HOW TO COMPLETE THIS TASK
Each line of the material that includes the string "sport" counts once; report the total and nothing further.

Segment Open

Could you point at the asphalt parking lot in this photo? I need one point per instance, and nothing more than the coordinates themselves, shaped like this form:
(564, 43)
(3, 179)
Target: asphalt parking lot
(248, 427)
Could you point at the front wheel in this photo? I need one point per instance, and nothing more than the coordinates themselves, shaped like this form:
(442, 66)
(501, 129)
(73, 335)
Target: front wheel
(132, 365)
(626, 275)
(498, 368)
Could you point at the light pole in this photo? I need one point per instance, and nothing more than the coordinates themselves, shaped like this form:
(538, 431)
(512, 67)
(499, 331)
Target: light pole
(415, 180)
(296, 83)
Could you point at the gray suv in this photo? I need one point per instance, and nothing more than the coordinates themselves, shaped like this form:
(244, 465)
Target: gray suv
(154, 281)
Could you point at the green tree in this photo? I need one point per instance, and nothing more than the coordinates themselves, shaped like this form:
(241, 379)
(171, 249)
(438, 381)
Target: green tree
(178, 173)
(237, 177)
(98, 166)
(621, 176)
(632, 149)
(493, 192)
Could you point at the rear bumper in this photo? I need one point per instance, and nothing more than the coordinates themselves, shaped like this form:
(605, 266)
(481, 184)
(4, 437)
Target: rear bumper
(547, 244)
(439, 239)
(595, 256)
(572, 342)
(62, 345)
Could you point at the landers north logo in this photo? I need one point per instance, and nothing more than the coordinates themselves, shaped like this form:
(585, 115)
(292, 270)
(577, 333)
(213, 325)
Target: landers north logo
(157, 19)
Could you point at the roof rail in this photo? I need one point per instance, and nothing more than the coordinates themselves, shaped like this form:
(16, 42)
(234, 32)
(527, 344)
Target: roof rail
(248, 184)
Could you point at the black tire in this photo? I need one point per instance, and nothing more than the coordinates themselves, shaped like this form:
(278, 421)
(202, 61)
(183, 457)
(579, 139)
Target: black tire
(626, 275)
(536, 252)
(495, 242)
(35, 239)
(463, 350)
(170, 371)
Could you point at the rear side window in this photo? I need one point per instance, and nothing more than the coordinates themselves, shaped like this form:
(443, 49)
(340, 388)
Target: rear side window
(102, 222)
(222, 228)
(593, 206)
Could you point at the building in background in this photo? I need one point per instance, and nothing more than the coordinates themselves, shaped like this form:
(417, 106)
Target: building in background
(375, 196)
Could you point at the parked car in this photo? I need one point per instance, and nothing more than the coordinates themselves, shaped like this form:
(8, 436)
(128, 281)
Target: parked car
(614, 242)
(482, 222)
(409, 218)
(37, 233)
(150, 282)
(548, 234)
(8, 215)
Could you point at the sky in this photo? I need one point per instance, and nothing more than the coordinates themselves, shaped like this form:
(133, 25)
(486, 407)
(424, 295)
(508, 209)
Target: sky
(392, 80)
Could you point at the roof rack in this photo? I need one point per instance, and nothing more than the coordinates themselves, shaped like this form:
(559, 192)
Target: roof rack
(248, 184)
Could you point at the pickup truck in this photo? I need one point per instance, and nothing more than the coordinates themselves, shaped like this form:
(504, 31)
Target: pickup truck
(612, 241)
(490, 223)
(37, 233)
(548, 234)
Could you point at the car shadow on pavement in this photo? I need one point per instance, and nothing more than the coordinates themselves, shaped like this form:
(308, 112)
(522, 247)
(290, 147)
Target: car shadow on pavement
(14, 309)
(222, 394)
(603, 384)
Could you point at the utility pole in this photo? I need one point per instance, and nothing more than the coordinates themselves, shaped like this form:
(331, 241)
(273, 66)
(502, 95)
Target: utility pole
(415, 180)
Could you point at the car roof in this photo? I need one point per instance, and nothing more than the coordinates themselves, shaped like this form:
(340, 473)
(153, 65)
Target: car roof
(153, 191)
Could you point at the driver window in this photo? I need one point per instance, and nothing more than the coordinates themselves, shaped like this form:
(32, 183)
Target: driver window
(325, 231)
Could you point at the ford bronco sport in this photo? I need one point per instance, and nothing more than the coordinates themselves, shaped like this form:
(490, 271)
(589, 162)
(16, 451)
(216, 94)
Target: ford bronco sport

Segment Closed

EXPECTED OUTPUT
2